→ **Source passage**
★ ★ ★ ★ ★

This is an archive of the discontinued LLVM Phabricator instance.

[libc++][format][3/6] Adds a __container_buffer.
ClosedPublic

Authored by Mordante on Sep 26 2021, 6:48 AM.

Details

Reviewers
ldionne
vitaut
Group Reviewers
Restricted Project
Commits
rG889302292bf6: [libc++][format][3/6] Adds a __container_buffer.
Summary

Instead of writing every character directly into the container by using
a back_insert_iterator the data is buffered in an array. This buffer
is then inserted to the container by calling its insert member function.

Since there's no guarantee every container's insert behaves properly
containers need to opt-in to this behaviour. The appropriate standard
containers opt-in to this behaviour.

This change improves the performance of the format functions that use a
back_insert_iterator.

Depends on D110495

Diff Detail

Event Timeline

Mordante created this revision.Sep 26 2021, 6:48 AM
Mordante requested review of this revision.Sep 26 2021, 6:48 AM
Herald added a project: Restricted Project. · View Herald TranscriptSep 26 2021, 6:48 AM
Herald added a reviewer: Restricted Project. · View Herald Transcript
Mordante updated this revision to Diff 375099.Sep 26 2021, 7:11 AM

Attempt to fix Clang-11 build issue.

libcxx/include/__format/buffer.h
146

The machinery to __enable_insertable in a container right now is like 16 lines. You could get it down to 1 line, and no helper headers, and C++11-compatible, if you changed this to

is_same_v<_Container, typename _Container::__enable_format_insertable>

Then the containers (vector, deque, string, list, etc.) would just have to say e.g.

using __enable_format_insertable = vector<_Tp, _Alloc>;

without any extra headers or ifdef-guards or anything.

149

add_pointer_t<typename _Container::value_type> is invariably typename _Container::value_type*, right?

154–176

Rather than lines 129-140, I suggest that you add a member function container_type *back_insert_iterator::__get_container() const to libc++'s back_insert_iterator.
I suppose you still need a partial-specialization-based approach equivalent to lines 117-127, in order to tell you whether the user's iterator type is exactly back_insert_iterator (in which case this optimization is safe) or merely something that slices to back_insert_iterator (in which case this optimization is dubious). But once you know it's exactly back_insert_iterator, you can just ask for its container_type member typedef, and use your new member function to get a pointer to the container; you don't have to use tricks for that part.

208

Why not _CharT __buffer_[__buffer_size];? (What does the std::array dependency buy you? and the zero-initialization?)

★ ★ ★ ★ ★

→ **Set problem 1**
Pull out every line of the rows that contains the string "brown", where case counts.

★ ★ ★ ★ ★

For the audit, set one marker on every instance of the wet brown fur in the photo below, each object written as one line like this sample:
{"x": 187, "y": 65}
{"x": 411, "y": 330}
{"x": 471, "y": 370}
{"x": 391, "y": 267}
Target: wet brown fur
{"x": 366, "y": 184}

★ ★ ★ ★ ★

→ **Set problem 2**
Carry on the review thread about the libc++ __container_buffer change from the point where it stops.

→ **Result 1**
For the audit, set one marker on every instance of the wet brown fur in the photo below, each object written as one line like this sample:
Target: wet brown fur

→ **Result 2**
libcxx/include/module.modulemap
442 ↗(On Diff #375099)

/intertable/insertable/

Mordante planned changes to this revision.Sep 26 2021, 10:00 AM

Needs to be updated due to the removal of __put in D110495.

Mordante marked 5 inline comments as done.Oct 9 2021, 5:25 AM
Mordante added inline comments.
libcxx/include/__format/buffer.h
146

Thanks for the suggestion, this indeed is a lot less intrusive.

154–176

See D110573.

208

I prefer an array just for convenience. I need to know the last element and I like it better to use end().
The zero-initialization isn't needed.

libcxx/include/module.modulemap
442 ↗(On Diff #375099)

This is no longer needed due to your earlier suggestions.

Mordante updated this revision to Diff 378439.Oct 9 2021, 5:37 AM
Mordante marked 4 inline comments as done.

Addresses the review comments.
Temporary include the used part of D110573 to avoid possible Buildkite dependency issues.

I think it's up to @ldionne and/or @vitaut to say whether this PR is ultimately a good tradeoff, complexity-and-performance-wise. IMHO we've successfully reached the local optimum, code-wise. :)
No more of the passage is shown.